**SELECTED PASSAGE**.
Congress needs to do the right thing by putting ‘Dreamers’ on a path to citizenship.
Lawmakers need to help these ambitious young people onto a path to citizenship.
What should happen to Jesus Contreras? He’s the 23-year-old paramedic Chronicle readers met last month in a profile by reporter Olivia Tallet. When Hurricane Harvey besieged Houston, Contreras worked for six days and nights in a row without returning home as a member of the Montgomery County Hospital District’s ambulance staff.
“It was hard work, constant, barely sleeping and standing in the water for days rescuing people,” Contreras told Tallet. “But I felt I was doing what I had to do, helping families in peril, as I believe others would do for my family.”
So, what do we do with a young man like Contreras? Do we salute his compassion? Honor his courage and steadfastness? Or do we send federal immigration officers banging on his apartment door in the dark of night with orders to deport him to a land he barely remembers?
Contreras is a Dreamer, one of approximately 800,000 young people brought to this country as children by parents without documentation. As he related to Tallet, he arrived in Houston with his eyes closed, at age 6, sleeping in a bus on his mother’s lap.
They were fleeing their home in Nuevo Laredo from his nowdeceased father, who was involved in the drug world in a city overwhelmed by organized crime. What he initially thought would be a vacation with his mother and several relatives, all living in a trailer north of Houston, became a new life in America, the only life he knows.
Contreras grew up here, excelled here, is building a life here. But now, he and every other Dreamer is in limbo. They’re at the mercy of dithering lawmakers who refuse to act on legislation to protect them. Despite overwhelming public support for Dreamers, despite bipartisan support in Congress, they wait, their future uncertain.

**DATA SHOWN**.
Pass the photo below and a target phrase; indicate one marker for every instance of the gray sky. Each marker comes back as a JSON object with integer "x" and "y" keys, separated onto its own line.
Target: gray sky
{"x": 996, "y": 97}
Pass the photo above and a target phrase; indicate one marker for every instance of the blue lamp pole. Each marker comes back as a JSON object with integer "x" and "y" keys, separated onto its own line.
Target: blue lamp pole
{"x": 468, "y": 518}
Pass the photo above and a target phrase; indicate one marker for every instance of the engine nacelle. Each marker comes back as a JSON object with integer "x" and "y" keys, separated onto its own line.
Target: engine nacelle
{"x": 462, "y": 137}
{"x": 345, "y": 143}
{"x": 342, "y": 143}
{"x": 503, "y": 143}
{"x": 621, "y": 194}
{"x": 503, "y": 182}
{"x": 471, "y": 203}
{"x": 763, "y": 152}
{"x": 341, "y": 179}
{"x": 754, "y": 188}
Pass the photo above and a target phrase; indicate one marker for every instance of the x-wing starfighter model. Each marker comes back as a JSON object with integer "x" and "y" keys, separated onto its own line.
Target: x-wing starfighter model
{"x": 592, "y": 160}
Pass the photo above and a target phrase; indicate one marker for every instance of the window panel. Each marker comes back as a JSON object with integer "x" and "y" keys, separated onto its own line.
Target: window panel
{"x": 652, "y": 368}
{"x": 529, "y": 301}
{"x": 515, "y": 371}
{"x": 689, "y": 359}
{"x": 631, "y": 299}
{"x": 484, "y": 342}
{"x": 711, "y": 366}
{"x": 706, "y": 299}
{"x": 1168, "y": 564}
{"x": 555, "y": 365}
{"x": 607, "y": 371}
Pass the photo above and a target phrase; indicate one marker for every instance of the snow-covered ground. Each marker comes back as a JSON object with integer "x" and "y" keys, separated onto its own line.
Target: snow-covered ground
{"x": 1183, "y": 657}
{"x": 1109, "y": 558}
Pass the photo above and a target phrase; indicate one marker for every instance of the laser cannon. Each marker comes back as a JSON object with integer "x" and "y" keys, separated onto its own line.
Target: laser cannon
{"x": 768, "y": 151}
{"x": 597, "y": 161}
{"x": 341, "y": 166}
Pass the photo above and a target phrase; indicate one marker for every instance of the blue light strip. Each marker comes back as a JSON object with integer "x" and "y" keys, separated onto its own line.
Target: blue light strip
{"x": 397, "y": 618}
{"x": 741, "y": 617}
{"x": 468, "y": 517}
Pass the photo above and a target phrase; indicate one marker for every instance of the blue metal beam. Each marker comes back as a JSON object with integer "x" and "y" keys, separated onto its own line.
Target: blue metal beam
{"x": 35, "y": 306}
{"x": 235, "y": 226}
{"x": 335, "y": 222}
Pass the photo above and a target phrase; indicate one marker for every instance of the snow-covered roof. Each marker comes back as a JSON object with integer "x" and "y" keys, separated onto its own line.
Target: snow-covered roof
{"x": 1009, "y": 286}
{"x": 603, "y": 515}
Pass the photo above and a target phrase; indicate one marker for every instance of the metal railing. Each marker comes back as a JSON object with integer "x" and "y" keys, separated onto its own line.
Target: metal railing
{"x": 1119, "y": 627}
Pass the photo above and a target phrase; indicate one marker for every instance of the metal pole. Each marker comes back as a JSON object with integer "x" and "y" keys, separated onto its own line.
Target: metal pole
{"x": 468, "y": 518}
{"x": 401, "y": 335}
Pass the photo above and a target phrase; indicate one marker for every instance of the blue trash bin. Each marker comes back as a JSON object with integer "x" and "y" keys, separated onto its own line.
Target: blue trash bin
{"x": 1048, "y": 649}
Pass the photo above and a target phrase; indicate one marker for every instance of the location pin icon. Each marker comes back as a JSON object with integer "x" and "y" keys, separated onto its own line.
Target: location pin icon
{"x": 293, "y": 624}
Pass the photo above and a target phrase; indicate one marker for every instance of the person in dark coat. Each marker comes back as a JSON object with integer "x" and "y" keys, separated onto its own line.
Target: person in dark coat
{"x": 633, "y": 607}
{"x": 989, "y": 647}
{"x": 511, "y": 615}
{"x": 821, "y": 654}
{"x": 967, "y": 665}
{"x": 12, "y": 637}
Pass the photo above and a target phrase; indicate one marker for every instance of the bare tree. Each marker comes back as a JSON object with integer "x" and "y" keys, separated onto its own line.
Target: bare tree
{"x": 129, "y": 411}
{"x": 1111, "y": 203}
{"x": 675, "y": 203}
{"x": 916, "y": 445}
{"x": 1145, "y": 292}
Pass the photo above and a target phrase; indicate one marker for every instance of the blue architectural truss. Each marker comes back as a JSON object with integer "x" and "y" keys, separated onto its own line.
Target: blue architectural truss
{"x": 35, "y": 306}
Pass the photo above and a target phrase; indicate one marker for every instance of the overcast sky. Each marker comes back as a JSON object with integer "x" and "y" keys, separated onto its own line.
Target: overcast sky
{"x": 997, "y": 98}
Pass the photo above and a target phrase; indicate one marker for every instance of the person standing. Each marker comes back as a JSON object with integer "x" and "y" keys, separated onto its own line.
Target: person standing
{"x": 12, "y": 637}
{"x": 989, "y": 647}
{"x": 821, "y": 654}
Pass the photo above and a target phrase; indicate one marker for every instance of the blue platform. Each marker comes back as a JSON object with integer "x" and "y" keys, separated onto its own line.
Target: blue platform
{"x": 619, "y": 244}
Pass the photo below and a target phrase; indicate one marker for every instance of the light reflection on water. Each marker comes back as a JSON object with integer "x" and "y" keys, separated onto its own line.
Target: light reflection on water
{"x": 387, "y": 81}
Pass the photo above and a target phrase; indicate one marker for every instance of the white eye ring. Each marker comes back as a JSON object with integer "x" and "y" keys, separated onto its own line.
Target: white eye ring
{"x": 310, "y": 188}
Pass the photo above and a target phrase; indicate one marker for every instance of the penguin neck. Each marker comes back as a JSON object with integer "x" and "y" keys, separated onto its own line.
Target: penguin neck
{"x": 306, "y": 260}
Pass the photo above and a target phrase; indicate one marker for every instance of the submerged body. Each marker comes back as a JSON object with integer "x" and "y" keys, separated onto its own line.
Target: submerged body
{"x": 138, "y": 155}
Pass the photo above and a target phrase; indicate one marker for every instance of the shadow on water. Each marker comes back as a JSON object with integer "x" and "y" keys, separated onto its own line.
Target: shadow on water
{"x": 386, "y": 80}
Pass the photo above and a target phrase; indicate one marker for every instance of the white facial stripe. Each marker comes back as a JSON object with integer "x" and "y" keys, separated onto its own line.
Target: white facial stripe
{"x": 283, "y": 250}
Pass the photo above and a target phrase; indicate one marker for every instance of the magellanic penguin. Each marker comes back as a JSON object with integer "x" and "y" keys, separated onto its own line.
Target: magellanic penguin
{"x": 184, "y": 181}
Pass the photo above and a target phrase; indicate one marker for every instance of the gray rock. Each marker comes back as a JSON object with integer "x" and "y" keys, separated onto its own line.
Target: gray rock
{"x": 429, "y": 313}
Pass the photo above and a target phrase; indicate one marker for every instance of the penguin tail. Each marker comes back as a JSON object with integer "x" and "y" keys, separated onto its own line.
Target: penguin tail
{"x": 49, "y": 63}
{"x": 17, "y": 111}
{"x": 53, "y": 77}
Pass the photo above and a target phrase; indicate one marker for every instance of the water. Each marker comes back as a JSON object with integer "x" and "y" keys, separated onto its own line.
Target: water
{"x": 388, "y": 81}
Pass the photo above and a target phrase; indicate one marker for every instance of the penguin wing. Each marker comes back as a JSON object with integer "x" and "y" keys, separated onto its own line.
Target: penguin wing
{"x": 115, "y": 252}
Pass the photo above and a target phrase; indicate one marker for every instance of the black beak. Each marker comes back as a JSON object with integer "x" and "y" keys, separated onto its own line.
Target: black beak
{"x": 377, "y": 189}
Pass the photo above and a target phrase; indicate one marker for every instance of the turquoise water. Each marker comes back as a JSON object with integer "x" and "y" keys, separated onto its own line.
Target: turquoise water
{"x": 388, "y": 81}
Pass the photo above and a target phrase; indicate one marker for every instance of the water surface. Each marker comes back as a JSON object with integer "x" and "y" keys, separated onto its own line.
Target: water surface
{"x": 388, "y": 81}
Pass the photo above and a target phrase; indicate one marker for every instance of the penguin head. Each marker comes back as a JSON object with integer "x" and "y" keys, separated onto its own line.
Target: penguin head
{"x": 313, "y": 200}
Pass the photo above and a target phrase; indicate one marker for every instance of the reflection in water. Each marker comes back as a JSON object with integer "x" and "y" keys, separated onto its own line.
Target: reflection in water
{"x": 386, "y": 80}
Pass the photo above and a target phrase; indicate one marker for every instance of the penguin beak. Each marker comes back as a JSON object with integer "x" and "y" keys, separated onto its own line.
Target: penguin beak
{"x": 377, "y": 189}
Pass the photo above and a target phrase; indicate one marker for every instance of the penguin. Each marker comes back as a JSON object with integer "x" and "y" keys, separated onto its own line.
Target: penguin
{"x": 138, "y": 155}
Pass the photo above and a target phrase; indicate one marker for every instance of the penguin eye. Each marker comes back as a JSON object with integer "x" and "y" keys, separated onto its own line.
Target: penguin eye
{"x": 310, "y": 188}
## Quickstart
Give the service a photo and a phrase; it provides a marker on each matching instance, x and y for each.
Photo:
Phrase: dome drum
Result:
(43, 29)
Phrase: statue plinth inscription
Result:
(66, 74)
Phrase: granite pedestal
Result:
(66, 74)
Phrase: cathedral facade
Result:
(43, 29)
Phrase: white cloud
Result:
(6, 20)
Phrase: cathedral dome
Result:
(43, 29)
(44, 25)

**REQUIRED WORK**.
a) Answer these questions from the editorial on Dreamers:
(i) How many days and nights in a row did Contreras work during Hurricane Harvey?
(ii) At what age did Contreras arrive in Houston?
(iii) About how many young people does the editorial say are Dreamers?
b) Write the next part of the editorial on Dreamers, picking up after its final sentence.
The material placed after the editorial has no connection to it.

**OUTPUTS FOR THE TASKS**.
a)
(i) Six days and nights.
(ii) Age 6.
(iii) Approximately 800,000.

b)
When President Donald Trump announced in September that he was canceling the Obama-era program that had protected Dreamers from deportation, he gave Congress until March 2018 to come up with a legislative solution. Every day that passes not only makes it more difficult for Dreamers to get on with their lives but also makes it easier for obstructionists in Congress to prevail.
Democrats had considered attaching DACA legislation to the year-end spending bill but ultimately decided against that approach. U.S. Sen. John Cornyn, R-Texas, and other Republicans have introduced measures that would link DACA legislation to tighter border security, including some kind of border wall. Those measures are going nowhere.
Last week, 34 House Republicans wrote to House Speaker Paul Ryan, R-Wis., endorsing what they called a “permanent legislative solution.” U.S. Rep. Carlos Curbelo, R-Fla., has introduced a bill that would set Dreamers on a 10-year path to citizenship. A Senate bill sponsored by three Republicans would create a 15-year plan.
Ryan maintains there’s no hurry; lawmakers have until March to get the issue resolved, he says. Presumably Ryan didn’t check with Jesus Contreras and his fellow Dreamers, young men and women who would like to know they can take jobs, serve in the military, enroll in school without the cloud of uncertainty hanging over their lives.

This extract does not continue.